═══ Data to use ═══

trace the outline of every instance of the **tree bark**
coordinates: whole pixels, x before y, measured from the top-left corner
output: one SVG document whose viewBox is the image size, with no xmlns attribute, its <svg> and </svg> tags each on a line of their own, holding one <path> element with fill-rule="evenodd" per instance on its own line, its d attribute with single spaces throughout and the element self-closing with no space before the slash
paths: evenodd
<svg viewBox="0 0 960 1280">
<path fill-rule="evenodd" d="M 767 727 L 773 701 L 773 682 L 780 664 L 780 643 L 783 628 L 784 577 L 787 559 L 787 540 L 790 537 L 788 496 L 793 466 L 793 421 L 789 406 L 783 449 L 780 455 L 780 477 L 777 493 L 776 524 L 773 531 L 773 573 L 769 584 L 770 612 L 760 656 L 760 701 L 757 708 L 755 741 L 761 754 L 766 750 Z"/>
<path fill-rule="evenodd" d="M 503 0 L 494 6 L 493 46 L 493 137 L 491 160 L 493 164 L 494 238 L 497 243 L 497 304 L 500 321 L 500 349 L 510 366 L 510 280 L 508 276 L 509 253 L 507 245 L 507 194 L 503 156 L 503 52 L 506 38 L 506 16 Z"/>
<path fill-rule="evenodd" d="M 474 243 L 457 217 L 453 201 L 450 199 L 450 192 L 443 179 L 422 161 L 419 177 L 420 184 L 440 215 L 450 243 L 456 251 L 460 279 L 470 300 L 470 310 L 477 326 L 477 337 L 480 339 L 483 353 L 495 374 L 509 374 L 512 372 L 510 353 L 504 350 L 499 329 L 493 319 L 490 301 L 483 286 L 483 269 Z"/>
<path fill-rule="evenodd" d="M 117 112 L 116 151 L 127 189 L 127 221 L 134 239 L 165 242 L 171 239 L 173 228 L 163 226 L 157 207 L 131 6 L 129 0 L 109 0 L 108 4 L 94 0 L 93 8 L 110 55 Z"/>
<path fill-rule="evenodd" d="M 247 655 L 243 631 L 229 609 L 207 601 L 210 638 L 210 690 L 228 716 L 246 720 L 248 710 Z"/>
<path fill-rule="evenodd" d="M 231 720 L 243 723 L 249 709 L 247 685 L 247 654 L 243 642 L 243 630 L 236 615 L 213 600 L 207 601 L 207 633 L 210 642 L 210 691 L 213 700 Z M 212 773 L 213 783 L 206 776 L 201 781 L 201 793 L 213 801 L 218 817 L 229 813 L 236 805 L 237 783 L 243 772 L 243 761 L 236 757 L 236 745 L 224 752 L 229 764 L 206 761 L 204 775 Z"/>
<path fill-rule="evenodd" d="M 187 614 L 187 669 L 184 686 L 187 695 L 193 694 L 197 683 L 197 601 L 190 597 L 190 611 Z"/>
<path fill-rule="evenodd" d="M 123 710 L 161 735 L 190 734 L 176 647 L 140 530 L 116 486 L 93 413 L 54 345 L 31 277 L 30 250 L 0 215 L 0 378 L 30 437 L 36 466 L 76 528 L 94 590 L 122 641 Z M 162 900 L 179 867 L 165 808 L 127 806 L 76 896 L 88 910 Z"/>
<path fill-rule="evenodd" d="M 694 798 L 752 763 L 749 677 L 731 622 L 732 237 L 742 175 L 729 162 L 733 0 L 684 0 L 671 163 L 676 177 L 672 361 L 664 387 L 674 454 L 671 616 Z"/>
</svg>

═══

### Action item
Could you reproduce every entry above exactly as written?

### Task response
trace the outline of every instance of the **tree bark**
coordinates: whole pixels, x before y, measured from the top-left corner
output: one SVG document whose viewBox is the image size, with no xmlns attribute, its <svg> and </svg> tags each on a line of their own, holding one <path> element with fill-rule="evenodd" per instance on its own line, its d attribute with single spaces throughout and the element self-closing with no space before the slash
paths: evenodd
<svg viewBox="0 0 960 1280">
<path fill-rule="evenodd" d="M 767 727 L 773 701 L 773 682 L 780 664 L 780 643 L 783 628 L 784 577 L 787 559 L 787 540 L 790 537 L 788 496 L 793 466 L 793 421 L 789 406 L 783 449 L 780 455 L 780 477 L 777 493 L 776 524 L 773 531 L 773 573 L 769 584 L 770 612 L 760 656 L 760 701 L 757 708 L 755 741 L 761 754 L 766 750 Z"/>
<path fill-rule="evenodd" d="M 503 0 L 494 6 L 493 46 L 493 137 L 491 160 L 493 164 L 494 238 L 497 243 L 497 304 L 500 321 L 500 349 L 510 366 L 510 280 L 508 276 L 509 253 L 507 245 L 507 194 L 503 156 L 503 52 L 506 38 L 506 16 Z"/>
<path fill-rule="evenodd" d="M 474 243 L 457 217 L 453 201 L 450 199 L 450 192 L 443 179 L 422 161 L 419 177 L 420 184 L 440 215 L 450 243 L 456 251 L 460 279 L 470 300 L 470 310 L 477 326 L 477 337 L 480 339 L 483 353 L 495 374 L 509 374 L 512 372 L 510 353 L 504 350 L 499 329 L 493 319 L 490 301 L 483 286 L 483 269 Z"/>
<path fill-rule="evenodd" d="M 117 112 L 116 151 L 127 189 L 127 221 L 134 239 L 165 242 L 171 239 L 173 228 L 163 226 L 157 207 L 131 6 L 129 0 L 109 0 L 108 4 L 94 0 L 93 8 L 110 55 Z"/>
<path fill-rule="evenodd" d="M 247 655 L 243 631 L 229 609 L 207 601 L 210 638 L 210 690 L 228 716 L 246 720 L 248 710 Z"/>
<path fill-rule="evenodd" d="M 231 720 L 243 723 L 249 709 L 247 685 L 247 654 L 243 642 L 243 630 L 236 615 L 213 600 L 207 601 L 207 633 L 210 642 L 210 691 L 213 700 Z M 212 773 L 213 783 L 206 776 L 201 781 L 201 793 L 213 801 L 218 817 L 229 813 L 236 805 L 237 783 L 243 772 L 243 761 L 236 757 L 236 745 L 224 752 L 229 764 L 206 761 L 204 775 Z"/>
<path fill-rule="evenodd" d="M 187 614 L 187 669 L 184 686 L 187 695 L 193 694 L 197 683 L 197 601 L 190 597 L 190 611 Z"/>
<path fill-rule="evenodd" d="M 123 710 L 161 735 L 190 734 L 176 647 L 140 530 L 116 486 L 93 413 L 54 345 L 31 277 L 30 250 L 0 215 L 0 378 L 30 437 L 36 466 L 76 528 L 94 590 L 122 641 Z M 162 900 L 179 867 L 165 808 L 127 806 L 76 896 L 88 910 Z"/>
<path fill-rule="evenodd" d="M 694 798 L 752 763 L 749 677 L 731 622 L 732 237 L 742 175 L 729 162 L 733 0 L 684 0 L 671 163 L 676 177 L 672 361 L 664 387 L 674 454 L 671 616 Z"/>
</svg>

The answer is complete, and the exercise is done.